## ACTION ITEM
Out of the lines below, please list those that hold the string "white".

## DATASET EXTRACT
—————

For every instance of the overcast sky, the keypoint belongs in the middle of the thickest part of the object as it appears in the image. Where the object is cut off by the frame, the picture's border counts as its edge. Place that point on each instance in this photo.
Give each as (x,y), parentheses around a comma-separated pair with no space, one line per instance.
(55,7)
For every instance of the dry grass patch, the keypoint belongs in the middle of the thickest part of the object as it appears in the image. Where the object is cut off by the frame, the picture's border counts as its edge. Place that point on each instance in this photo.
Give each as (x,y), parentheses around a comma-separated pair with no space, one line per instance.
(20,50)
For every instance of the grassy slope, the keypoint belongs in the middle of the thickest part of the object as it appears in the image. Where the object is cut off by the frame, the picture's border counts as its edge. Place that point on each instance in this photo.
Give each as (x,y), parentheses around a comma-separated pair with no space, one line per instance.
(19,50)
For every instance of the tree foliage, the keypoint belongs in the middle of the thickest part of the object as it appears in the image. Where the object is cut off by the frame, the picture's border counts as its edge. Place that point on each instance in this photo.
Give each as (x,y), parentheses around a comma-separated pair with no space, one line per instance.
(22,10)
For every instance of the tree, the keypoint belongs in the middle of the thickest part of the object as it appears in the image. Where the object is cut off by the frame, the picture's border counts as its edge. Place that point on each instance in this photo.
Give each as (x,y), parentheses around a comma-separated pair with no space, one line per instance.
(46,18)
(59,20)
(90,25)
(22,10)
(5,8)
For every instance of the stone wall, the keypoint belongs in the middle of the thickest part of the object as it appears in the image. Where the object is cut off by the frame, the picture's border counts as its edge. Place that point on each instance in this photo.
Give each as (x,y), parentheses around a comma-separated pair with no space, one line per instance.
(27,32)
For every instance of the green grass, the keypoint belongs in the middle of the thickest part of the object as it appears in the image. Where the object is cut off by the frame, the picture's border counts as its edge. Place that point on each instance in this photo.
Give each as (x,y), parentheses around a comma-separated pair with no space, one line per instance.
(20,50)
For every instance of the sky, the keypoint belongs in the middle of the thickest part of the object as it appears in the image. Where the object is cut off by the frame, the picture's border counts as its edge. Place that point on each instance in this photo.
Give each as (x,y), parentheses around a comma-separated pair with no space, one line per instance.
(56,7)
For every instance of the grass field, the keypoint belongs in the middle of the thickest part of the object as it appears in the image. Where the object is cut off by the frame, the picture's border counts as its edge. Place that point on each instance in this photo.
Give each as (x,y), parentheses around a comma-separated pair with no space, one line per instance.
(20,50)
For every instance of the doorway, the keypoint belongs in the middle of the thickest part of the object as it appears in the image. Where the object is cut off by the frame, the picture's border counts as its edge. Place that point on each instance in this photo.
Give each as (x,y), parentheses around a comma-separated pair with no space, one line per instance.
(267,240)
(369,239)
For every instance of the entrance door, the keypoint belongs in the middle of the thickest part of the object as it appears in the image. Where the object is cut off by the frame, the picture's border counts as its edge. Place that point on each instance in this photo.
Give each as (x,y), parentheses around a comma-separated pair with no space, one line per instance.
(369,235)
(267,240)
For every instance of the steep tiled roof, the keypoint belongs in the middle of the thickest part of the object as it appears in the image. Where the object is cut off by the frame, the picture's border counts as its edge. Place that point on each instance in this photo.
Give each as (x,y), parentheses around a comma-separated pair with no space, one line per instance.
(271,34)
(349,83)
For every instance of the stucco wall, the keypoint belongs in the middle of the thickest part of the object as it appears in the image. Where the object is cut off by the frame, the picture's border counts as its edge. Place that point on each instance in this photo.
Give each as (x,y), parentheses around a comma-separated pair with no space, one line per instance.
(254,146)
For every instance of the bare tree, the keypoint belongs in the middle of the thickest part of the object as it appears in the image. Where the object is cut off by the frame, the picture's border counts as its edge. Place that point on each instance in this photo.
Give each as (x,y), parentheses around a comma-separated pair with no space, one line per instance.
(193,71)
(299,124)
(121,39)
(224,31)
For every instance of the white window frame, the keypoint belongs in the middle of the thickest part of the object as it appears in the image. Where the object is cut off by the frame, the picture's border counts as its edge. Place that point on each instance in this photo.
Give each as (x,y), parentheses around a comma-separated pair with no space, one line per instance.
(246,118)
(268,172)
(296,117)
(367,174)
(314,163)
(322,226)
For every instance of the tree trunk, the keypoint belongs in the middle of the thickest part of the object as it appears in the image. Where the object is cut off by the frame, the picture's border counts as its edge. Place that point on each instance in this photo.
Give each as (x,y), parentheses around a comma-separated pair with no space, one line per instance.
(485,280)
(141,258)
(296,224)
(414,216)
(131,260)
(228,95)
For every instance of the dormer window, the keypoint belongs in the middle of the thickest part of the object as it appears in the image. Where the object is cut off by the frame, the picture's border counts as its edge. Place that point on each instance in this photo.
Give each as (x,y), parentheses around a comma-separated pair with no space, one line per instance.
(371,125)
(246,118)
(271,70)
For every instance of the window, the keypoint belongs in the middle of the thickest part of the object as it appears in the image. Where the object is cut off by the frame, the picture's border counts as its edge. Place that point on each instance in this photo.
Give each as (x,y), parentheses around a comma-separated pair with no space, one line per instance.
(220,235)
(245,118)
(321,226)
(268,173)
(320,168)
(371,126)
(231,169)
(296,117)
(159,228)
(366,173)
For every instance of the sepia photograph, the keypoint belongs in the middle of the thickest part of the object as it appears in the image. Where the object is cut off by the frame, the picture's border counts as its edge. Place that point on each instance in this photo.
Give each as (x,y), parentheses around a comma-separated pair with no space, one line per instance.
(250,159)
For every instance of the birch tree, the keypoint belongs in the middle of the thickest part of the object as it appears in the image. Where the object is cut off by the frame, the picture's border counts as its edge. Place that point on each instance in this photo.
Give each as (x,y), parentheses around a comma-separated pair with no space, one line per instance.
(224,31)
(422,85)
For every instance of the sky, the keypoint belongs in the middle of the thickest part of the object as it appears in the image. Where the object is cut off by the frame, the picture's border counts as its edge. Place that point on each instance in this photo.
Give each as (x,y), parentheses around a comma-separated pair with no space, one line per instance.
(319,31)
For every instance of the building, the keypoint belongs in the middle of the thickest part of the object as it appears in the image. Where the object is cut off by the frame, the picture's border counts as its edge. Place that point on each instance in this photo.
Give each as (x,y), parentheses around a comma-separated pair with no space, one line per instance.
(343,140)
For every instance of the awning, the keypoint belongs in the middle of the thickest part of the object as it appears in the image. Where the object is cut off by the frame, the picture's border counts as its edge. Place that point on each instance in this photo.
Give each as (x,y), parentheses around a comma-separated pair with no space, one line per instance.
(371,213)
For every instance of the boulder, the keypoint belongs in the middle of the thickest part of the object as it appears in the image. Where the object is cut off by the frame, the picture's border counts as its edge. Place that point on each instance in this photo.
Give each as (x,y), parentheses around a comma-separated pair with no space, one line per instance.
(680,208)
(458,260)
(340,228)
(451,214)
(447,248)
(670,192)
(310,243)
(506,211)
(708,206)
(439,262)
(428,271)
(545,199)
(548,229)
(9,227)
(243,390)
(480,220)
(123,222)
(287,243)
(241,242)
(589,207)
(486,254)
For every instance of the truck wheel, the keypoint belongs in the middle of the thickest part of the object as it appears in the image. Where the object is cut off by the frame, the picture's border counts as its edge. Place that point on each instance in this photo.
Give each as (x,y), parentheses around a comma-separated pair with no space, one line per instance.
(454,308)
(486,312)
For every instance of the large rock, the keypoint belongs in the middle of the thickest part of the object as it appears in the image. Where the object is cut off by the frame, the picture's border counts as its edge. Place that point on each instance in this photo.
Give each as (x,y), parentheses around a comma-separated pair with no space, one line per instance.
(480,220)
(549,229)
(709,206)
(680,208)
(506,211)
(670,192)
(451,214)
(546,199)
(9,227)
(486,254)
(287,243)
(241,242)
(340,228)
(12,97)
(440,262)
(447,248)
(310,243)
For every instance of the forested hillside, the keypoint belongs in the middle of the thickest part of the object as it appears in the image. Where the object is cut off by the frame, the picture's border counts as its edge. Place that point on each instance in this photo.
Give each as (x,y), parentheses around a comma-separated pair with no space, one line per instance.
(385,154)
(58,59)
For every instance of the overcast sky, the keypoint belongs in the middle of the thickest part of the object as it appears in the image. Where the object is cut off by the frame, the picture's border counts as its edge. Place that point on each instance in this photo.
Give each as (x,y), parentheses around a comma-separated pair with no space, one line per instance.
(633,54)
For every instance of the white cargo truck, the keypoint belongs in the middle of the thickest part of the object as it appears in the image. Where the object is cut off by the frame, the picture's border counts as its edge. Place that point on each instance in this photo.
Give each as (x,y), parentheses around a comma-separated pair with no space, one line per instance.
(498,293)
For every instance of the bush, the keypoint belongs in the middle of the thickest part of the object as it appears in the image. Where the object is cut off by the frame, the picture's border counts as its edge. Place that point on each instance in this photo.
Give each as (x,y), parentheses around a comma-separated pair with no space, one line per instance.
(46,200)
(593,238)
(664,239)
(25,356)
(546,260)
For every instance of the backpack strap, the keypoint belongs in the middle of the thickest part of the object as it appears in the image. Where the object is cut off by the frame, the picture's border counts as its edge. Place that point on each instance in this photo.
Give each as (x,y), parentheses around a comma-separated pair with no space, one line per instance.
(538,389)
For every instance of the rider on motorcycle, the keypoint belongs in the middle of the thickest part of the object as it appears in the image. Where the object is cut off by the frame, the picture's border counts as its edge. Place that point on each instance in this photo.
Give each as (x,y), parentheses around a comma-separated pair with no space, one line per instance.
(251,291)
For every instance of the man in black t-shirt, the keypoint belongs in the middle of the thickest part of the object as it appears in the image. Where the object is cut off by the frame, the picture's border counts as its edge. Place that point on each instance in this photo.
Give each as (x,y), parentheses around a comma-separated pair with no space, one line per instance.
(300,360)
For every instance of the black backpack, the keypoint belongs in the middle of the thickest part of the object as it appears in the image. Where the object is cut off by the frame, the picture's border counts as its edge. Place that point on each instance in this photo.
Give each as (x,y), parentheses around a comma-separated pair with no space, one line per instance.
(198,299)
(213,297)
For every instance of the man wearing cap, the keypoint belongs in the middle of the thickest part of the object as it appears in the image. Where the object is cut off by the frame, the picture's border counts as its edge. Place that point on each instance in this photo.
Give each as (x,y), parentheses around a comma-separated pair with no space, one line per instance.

—————

## FINISHED TASK
For every instance of the white window frame, the keypoint belongs in the middle of the thickest part of the object as it appears in the image. Where the object is cut off by the frame, the picture's border counts as its edge. Place that point on each instance in this photo.
For every instance of the white cargo truck, the keypoint belongs in the middle of the thickest part of the object as it appears in the image. Where the object is cut off by the frame, the picture's border counts as its edge. Place that point on each instance in this photo.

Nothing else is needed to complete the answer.